*** Opening of Extracted records ***

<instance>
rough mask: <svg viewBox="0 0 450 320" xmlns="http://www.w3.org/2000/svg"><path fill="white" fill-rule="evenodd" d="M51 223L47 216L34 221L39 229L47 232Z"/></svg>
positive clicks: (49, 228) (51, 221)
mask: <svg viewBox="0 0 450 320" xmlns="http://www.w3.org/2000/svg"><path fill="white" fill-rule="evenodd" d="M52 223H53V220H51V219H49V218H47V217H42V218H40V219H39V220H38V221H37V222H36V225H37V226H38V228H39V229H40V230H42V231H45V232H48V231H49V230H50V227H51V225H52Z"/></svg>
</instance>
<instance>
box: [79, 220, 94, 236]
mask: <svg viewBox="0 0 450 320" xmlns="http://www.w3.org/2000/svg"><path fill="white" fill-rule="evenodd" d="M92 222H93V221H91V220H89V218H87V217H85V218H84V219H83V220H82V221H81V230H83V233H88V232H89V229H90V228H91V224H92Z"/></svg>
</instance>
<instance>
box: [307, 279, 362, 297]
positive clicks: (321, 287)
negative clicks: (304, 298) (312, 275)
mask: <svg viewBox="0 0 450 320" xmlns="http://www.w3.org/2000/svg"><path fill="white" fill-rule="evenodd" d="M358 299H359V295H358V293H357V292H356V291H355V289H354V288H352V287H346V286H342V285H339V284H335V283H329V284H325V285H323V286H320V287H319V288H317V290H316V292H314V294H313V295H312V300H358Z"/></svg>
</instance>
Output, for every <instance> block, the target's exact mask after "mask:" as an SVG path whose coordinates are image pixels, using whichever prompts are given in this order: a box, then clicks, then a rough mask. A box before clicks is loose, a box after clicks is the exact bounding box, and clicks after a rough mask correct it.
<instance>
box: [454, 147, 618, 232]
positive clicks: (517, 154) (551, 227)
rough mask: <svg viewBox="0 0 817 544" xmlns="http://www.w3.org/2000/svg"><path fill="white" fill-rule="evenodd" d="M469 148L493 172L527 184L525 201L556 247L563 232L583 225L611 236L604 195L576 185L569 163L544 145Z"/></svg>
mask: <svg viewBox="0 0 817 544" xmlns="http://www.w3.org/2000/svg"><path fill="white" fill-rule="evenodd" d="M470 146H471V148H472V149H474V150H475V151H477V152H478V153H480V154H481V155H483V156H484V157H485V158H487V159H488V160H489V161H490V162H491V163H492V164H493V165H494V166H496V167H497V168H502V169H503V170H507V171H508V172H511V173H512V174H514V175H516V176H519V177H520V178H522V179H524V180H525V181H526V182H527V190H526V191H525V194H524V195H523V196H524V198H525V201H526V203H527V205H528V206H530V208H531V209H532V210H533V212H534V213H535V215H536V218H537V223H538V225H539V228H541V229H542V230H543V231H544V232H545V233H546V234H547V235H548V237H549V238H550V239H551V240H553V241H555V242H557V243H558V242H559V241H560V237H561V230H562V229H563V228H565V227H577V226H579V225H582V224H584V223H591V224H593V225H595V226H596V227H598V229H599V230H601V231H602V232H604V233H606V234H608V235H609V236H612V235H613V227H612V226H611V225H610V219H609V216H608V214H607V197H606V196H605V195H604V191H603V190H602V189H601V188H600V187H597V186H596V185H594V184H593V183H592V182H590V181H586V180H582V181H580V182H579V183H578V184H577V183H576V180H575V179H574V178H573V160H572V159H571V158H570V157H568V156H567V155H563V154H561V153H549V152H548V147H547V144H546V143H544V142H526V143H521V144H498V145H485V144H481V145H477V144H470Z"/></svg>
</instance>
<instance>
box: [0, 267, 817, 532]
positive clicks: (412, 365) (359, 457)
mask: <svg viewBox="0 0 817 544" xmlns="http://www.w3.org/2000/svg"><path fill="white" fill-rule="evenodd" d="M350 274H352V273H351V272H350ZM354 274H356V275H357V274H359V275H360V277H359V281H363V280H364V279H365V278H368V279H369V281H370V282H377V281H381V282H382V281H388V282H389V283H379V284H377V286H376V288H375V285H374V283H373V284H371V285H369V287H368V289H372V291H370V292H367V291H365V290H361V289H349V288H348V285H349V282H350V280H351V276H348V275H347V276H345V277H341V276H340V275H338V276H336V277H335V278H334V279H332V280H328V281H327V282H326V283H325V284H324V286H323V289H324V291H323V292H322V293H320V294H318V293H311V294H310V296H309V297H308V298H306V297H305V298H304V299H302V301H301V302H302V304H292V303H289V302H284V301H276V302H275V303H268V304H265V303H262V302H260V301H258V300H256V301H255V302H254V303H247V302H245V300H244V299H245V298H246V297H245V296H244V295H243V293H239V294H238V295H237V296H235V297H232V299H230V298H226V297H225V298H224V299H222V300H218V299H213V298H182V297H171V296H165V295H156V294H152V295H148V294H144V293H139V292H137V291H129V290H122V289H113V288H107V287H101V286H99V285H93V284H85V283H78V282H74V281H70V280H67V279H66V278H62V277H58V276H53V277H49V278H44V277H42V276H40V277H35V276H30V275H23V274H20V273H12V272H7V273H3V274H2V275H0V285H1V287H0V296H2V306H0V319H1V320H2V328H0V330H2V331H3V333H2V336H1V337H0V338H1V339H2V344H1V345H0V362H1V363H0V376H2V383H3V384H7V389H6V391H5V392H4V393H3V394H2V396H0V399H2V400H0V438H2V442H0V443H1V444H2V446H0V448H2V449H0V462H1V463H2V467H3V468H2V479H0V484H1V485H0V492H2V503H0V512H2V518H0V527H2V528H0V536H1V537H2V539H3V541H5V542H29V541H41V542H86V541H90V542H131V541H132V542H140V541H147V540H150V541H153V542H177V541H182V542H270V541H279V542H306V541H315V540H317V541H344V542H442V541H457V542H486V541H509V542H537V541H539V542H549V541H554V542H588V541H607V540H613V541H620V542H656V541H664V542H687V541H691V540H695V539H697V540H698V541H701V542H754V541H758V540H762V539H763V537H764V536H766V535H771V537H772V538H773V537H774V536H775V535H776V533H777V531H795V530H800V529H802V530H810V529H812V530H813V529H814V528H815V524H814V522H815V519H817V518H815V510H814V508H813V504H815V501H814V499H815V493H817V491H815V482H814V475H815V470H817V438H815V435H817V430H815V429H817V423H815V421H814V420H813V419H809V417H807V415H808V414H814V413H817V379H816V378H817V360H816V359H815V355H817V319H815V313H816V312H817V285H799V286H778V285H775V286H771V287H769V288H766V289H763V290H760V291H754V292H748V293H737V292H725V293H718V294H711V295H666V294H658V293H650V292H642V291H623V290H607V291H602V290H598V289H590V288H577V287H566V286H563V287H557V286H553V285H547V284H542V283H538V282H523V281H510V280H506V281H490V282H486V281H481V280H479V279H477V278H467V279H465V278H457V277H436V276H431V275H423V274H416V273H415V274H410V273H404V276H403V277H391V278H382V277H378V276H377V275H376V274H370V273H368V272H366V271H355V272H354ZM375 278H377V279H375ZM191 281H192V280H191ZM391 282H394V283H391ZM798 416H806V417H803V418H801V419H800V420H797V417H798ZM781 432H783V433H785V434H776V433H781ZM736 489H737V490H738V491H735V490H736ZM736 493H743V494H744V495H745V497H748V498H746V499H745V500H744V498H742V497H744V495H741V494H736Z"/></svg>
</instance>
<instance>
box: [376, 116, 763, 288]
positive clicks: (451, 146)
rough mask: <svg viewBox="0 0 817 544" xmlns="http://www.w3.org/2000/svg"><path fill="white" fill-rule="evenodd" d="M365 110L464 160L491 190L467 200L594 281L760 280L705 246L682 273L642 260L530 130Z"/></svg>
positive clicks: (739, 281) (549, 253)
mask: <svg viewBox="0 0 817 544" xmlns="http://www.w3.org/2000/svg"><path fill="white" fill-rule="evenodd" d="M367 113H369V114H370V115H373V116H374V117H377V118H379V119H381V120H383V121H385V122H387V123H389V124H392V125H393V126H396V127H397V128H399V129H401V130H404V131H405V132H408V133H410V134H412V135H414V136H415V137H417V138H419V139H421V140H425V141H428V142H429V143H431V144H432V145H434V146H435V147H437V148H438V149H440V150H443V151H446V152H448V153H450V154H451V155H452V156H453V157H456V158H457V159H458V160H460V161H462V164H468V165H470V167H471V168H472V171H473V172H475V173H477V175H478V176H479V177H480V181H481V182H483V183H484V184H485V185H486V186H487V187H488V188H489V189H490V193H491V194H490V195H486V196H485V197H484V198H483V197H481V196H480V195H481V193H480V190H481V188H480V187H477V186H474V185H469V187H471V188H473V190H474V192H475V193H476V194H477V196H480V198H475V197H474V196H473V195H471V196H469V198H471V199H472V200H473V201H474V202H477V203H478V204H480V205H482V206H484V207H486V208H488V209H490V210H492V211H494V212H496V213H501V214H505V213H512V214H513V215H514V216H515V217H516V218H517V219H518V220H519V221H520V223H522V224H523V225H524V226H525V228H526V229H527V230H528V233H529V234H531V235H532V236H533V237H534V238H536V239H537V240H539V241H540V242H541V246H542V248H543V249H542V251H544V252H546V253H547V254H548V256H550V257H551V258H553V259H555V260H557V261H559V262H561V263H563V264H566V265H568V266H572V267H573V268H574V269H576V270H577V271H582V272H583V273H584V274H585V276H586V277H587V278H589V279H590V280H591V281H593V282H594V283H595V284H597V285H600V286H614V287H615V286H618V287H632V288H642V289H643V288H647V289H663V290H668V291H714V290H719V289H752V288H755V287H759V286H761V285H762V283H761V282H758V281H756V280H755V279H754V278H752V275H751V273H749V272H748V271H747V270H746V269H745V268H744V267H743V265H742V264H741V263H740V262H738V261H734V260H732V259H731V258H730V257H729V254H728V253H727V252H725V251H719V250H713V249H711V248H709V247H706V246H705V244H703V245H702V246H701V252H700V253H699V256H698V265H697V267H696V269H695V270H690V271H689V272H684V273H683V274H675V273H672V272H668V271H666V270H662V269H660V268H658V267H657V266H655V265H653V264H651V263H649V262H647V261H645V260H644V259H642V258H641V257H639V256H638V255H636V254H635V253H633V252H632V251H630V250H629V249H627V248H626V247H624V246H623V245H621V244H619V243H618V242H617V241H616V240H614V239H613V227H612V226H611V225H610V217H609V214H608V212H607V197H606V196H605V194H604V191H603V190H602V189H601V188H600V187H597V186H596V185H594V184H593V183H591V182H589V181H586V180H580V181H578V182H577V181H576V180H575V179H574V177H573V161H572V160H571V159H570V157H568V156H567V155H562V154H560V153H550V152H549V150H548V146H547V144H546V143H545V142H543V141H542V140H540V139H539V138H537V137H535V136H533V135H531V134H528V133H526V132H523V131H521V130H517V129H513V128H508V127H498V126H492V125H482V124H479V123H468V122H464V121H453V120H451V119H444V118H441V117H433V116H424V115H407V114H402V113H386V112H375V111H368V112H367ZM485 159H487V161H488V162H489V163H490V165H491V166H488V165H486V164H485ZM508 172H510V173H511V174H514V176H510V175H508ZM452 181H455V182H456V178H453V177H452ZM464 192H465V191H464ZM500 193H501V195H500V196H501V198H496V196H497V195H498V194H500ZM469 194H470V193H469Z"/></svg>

*** Close of Extracted records ***

● **What the task requires**
Above is a listing; print exactly its lines from the one with "positive clicks: (321, 287)" through the one with "positive clicks: (517, 154) (551, 227)", and no other lines.

● **Response**
positive clicks: (321, 287)
negative clicks: (304, 298) (312, 275)
mask: <svg viewBox="0 0 450 320" xmlns="http://www.w3.org/2000/svg"><path fill="white" fill-rule="evenodd" d="M358 299H359V295H358V293H357V292H356V291H355V289H354V288H352V287H346V286H342V285H339V284H335V283H329V284H325V285H323V286H320V287H319V288H317V290H316V292H314V294H313V295H312V300H358Z"/></svg>
</instance>
Output, for every <instance> block, the target's exact mask after "mask:" as an SVG path whose coordinates are image pixels, using whichever prompts are given in this order: a box, then clicks, then a rough mask. A box before clicks is loose, a box after clicks is the exact bounding box, and clicks after a rough mask correct it.
<instance>
box: [454, 147, 618, 232]
positive clicks: (517, 154) (551, 227)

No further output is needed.